(Entries provided)

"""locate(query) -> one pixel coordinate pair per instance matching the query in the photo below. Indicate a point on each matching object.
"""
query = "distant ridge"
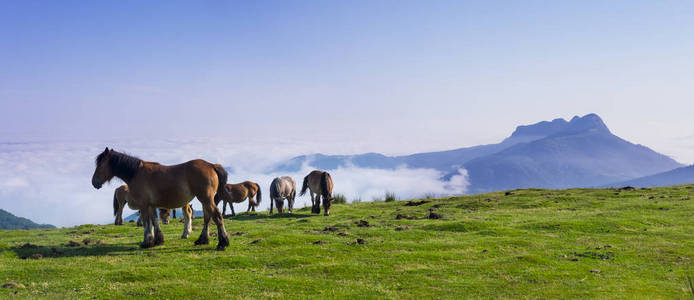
(581, 152)
(679, 176)
(10, 222)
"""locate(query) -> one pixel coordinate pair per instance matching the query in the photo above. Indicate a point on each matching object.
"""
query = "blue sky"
(284, 78)
(469, 71)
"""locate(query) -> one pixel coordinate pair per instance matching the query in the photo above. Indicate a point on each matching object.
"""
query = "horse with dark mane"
(321, 184)
(282, 188)
(239, 192)
(120, 199)
(152, 185)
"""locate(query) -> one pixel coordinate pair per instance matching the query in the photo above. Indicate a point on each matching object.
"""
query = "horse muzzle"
(97, 185)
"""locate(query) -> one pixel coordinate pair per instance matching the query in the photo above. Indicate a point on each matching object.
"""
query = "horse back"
(175, 185)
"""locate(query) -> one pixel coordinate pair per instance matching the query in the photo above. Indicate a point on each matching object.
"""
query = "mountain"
(679, 176)
(179, 214)
(10, 221)
(445, 161)
(581, 152)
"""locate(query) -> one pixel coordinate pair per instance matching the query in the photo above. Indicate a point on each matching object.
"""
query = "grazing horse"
(152, 185)
(239, 192)
(120, 198)
(320, 184)
(282, 188)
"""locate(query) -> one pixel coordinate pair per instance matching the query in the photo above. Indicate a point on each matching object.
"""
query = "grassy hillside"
(578, 243)
(10, 221)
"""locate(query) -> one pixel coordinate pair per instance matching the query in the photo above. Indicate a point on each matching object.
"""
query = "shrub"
(339, 199)
(390, 197)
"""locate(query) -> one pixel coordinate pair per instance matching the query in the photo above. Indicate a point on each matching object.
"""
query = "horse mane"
(122, 165)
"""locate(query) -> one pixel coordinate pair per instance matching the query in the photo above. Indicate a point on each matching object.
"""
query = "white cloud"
(50, 182)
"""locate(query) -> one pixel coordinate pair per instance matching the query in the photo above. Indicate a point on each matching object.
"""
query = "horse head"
(103, 172)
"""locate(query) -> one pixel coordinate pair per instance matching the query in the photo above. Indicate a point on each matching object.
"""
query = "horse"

(End Entries provided)

None of the pictures should be kept; reproduce all the remaining material exactly.

**Your solution:**
"""locate(query) -> one pixel coordinate pair per instance matching the query in the photo below. Indicate a point on each matching object.
"""
query = "distant ridge"
(581, 152)
(679, 176)
(10, 222)
"""locate(query) -> one pixel coordinate pair per instance matching the query in the photo above. Indicate a point on each matching object.
"""
query = "blue sky"
(284, 78)
(469, 71)
"""locate(query) -> one pixel coordinate pair per instance matching the query in the photo above. Indicate a point on each matching object.
"""
query = "horse with dark mane"
(321, 184)
(282, 188)
(239, 192)
(120, 199)
(152, 185)
"""locate(query) -> one pixel coordinate pair per instance matching the query in the photo above. Indicate a point on each matching object.
"""
query = "horse muzzle"
(97, 185)
"""locate(query) -> one pixel coordinate pair per instance matching the query in the photo above. Indicate a point on each matching object.
"""
query = "horse back"
(175, 185)
"""locate(query) -> one pixel coordinate pair per instance matching the query in the photo above. Indicate a point on each matching object.
"""
query = "mountain"
(679, 176)
(179, 214)
(10, 221)
(445, 161)
(581, 152)
"""locate(query) -> one pixel coordinate pair per instance matching the query in the photo above. Indicate a point on each matching object.
"""
query = "grazing horse"
(152, 185)
(239, 192)
(120, 198)
(320, 184)
(282, 188)
"""locate(query) -> one pixel coordinate pair per instance matching the query in the photo above. Indicate a point on each matching object.
"""
query = "grassy hillside"
(578, 243)
(10, 221)
"""locate(query) -> one pixel coordinate pair per instance matching the query in the photo above. Indicate a point on each matching object.
"""
query = "shrub"
(339, 199)
(390, 197)
"""locate(query) -> one pixel coordinate pair per instance matching the query in the photo above. Indicate a point on each matching object.
"""
query = "horse mane"
(122, 165)
"""locate(query) -> one pixel coordinate pair per instance matching the query in the photo above. Indicate a point on each matching object.
"""
query = "white cloud"
(50, 182)
"""locate(query) -> one pixel coordinate pair per instance matching the query in the photo above. Indicate a point on each matching object.
"""
query = "horse head"
(103, 172)
"""locate(query) -> one pixel coordinate pair per instance matching the query in the photo above. Indicate a point on each matching object.
"""
query = "horse"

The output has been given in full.